TEXT SEGMENT start

Let $A(t)$ be the area of the square at time $t$, let $\ell(t)$ be the length of the side of the square at time $t$.
We are given the following information: the rate at which the length of the side (that is, $\ell(t)$) changes is 6 units per second. This is a way of giving you information about the derivative of $\ell$. That is, it's telling you that the rate of change of $\ell$ with respect to time (why time? because it's "per second") is $6$ units per second. In symbols, it's telling you that"
$$\frac{d\ell}{dt} = 6\text{ units/second}$$
We are asked to find how fast the area is changing when the area is 16 square units. "How fast" is a dead giveaway that they are asking you for the rate of change of the area; that is, they are asking you for the value of $\frac{dA}{dt}$, the derivative of the area, when the area is equal to 16. In symbols, they are asking you to find:
$$\frac{dA}{dt}\Bigm|_{A=16}.$$
The first step, as in any related rates problem, is to find an equation that relates the quantities involved, in this case the length of the side $\ell$ and the area $A$. The relation between $A$ and $\ell$ is given by:
$$A = \ell^2.$$
(Geometry: the area of a square is the square of the length of the side)

TEXT SEGMENT end
RAW DATA start

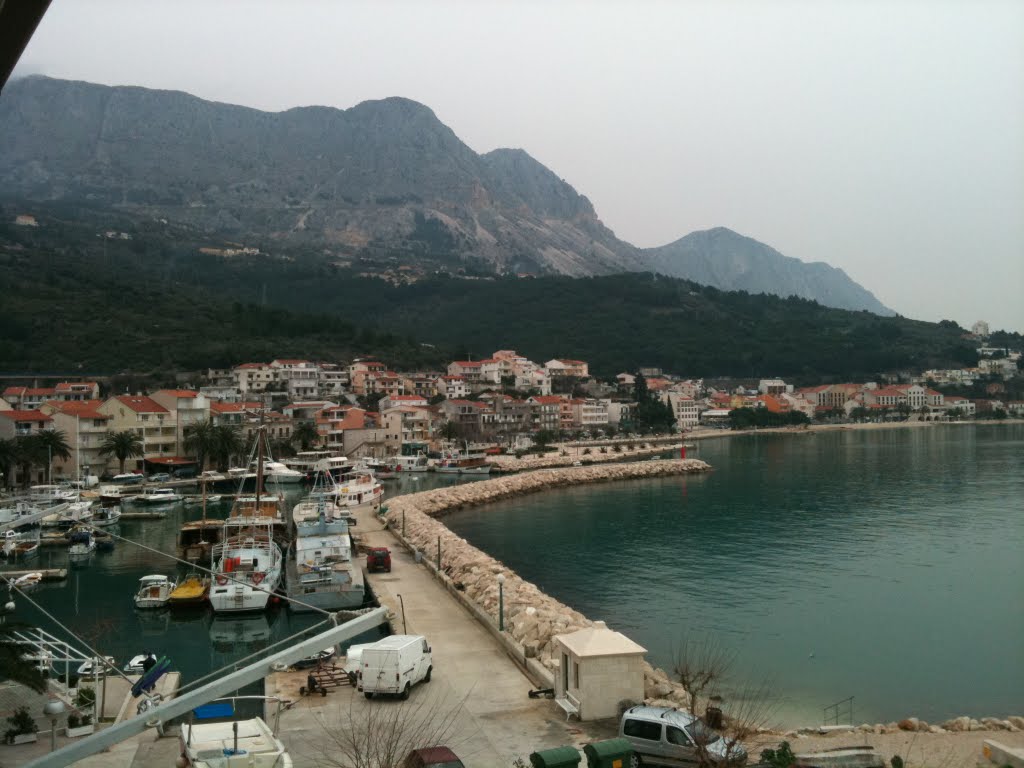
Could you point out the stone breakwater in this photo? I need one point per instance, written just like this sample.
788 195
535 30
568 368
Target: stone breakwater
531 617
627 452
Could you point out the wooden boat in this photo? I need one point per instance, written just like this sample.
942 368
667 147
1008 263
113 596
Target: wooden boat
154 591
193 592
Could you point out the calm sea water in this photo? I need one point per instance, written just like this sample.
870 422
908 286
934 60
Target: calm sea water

RAW DATA end
RAW DATA start

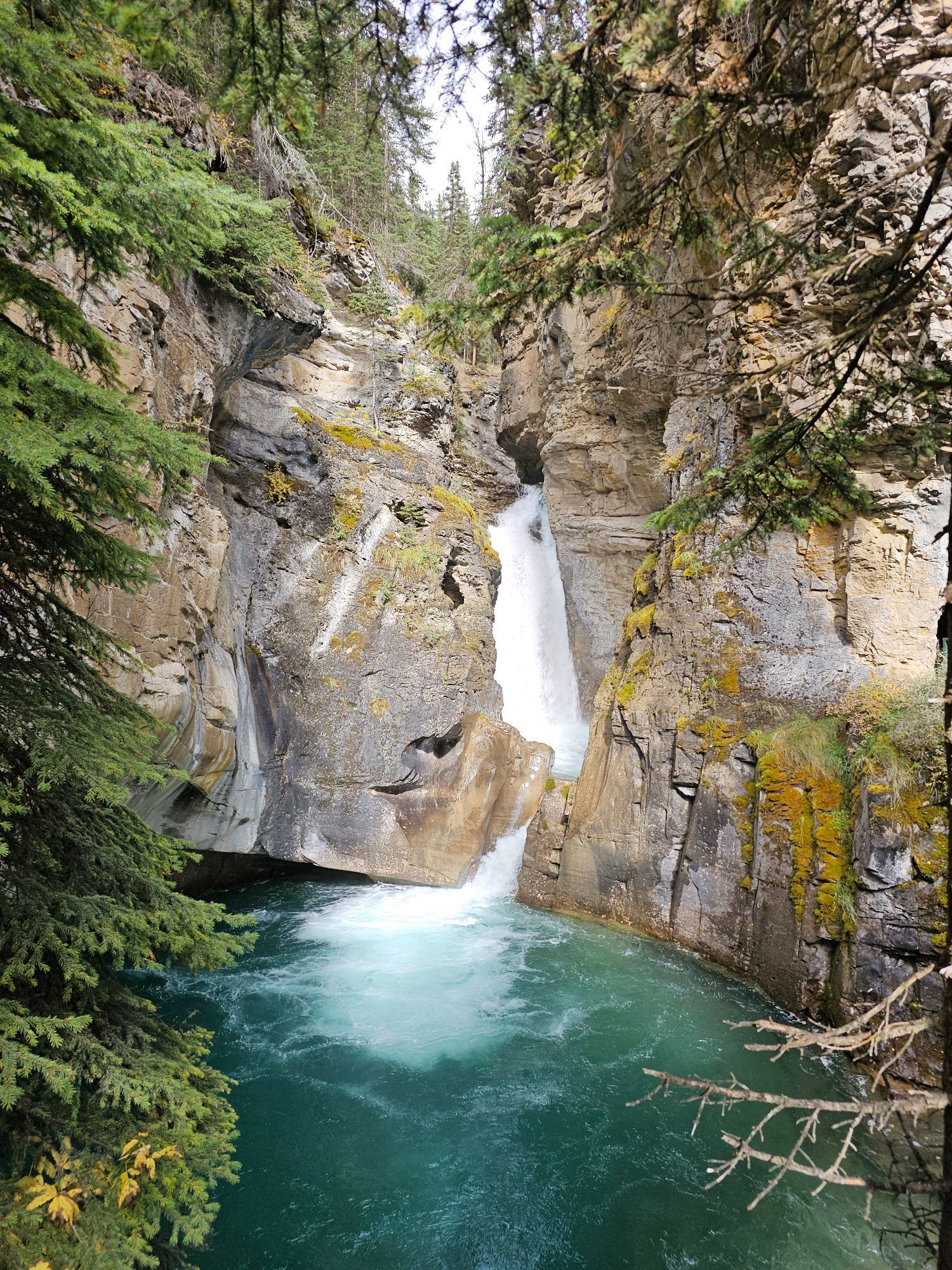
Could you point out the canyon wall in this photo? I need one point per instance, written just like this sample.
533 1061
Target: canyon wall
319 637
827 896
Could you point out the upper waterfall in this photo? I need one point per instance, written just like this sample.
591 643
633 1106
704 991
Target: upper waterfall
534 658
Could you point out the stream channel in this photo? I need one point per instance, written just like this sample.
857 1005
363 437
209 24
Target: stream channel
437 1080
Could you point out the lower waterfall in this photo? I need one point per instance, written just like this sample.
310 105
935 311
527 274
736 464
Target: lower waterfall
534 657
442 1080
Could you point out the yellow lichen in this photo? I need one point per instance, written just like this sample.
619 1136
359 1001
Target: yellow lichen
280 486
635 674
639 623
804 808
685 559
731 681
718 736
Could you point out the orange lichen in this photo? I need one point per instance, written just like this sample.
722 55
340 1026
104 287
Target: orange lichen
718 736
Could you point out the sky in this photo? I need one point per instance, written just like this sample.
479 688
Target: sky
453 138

RAW DATA end
RAW DATA start

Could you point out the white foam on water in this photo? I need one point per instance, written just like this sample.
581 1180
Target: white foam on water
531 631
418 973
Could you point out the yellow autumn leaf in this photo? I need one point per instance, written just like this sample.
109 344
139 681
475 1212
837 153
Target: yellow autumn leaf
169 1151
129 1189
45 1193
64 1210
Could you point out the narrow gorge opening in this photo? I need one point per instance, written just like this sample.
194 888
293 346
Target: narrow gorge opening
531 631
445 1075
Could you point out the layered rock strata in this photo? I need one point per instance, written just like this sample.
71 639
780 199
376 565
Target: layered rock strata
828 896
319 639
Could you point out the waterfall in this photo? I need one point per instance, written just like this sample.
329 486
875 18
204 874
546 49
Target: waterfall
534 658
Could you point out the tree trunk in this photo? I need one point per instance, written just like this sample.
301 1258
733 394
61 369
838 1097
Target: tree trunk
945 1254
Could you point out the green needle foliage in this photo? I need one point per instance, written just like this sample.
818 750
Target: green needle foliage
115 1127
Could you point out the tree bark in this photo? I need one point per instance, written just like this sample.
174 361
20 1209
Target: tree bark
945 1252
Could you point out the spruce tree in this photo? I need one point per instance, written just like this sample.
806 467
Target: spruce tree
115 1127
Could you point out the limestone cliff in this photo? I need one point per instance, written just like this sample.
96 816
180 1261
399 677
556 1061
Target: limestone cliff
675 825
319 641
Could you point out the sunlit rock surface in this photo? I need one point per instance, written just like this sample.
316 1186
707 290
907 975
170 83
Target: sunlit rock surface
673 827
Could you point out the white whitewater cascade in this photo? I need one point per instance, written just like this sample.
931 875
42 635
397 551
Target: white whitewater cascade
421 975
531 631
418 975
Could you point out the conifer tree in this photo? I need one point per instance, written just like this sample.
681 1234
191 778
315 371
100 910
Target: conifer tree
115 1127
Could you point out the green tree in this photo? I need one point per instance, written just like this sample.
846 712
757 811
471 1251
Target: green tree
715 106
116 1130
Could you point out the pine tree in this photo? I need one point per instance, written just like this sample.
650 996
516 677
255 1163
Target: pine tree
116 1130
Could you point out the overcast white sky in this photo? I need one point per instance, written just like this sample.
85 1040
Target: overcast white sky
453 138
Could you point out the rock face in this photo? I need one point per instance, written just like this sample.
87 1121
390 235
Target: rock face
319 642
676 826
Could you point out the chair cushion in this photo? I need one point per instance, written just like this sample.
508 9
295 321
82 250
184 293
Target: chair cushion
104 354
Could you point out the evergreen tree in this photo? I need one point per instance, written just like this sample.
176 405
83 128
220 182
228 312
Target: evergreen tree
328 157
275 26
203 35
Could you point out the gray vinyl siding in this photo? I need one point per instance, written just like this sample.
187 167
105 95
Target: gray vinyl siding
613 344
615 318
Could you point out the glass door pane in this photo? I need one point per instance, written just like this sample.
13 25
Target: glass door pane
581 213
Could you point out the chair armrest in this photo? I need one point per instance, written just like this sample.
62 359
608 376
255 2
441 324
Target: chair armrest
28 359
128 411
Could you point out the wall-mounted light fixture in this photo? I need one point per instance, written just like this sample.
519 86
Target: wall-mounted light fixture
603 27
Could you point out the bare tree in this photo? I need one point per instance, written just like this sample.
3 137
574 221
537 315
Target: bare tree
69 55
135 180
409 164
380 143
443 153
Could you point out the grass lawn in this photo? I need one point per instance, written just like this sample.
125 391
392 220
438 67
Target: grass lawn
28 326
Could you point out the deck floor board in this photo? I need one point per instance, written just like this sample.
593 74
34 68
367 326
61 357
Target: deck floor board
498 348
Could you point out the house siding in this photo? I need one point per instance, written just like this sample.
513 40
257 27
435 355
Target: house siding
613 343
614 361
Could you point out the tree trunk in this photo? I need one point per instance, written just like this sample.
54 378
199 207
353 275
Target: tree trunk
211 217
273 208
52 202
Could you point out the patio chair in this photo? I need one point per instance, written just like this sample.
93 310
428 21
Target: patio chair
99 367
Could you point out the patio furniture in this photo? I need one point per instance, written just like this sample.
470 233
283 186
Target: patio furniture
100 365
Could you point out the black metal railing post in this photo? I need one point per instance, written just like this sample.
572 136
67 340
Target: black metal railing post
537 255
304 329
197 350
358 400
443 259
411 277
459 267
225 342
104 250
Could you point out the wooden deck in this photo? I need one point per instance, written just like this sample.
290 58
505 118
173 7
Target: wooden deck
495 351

RAW DATA end

§ DESCRIPTION OF THE TASK
Could you write out the related-rates explanation about the square's area again, word for word and in full?

§ OUTPUT FOR THIS TASK
Let $A(t)$ be the area of the square at time $t$, let $\ell(t)$ be the length of the side of the square at time $t$.
We are given the following information: the rate at which the length of the side (that is, $\ell(t)$) changes is 6 units per second. This is a way of giving you information about the derivative of $\ell$. That is, it's telling you that the rate of change of $\ell$ with respect to time (why time? because it's "per second") is $6$ units per second. In symbols, it's telling you that"
$$\frac{d\ell}{dt} = 6\text{ units/second}$$
We are asked to find how fast the area is changing when the area is 16 square units. "How fast" is a dead giveaway that they are asking you for the rate of change of the area; that is, they are asking you for the value of $\frac{dA}{dt}$, the derivative of the area, when the area is equal to 16. In symbols, they are asking you to find:
$$\frac{dA}{dt}\Bigm|_{A=16}.$$
The first step, as in any related rates problem, is to find an equation that relates the quantities involved, in this case the length of the side $\ell$ and the area $A$. The relation between $A$ and $\ell$ is given by:
$$A = \ell^2.$$
(Geometry: the area of a square is the square of the length of the side)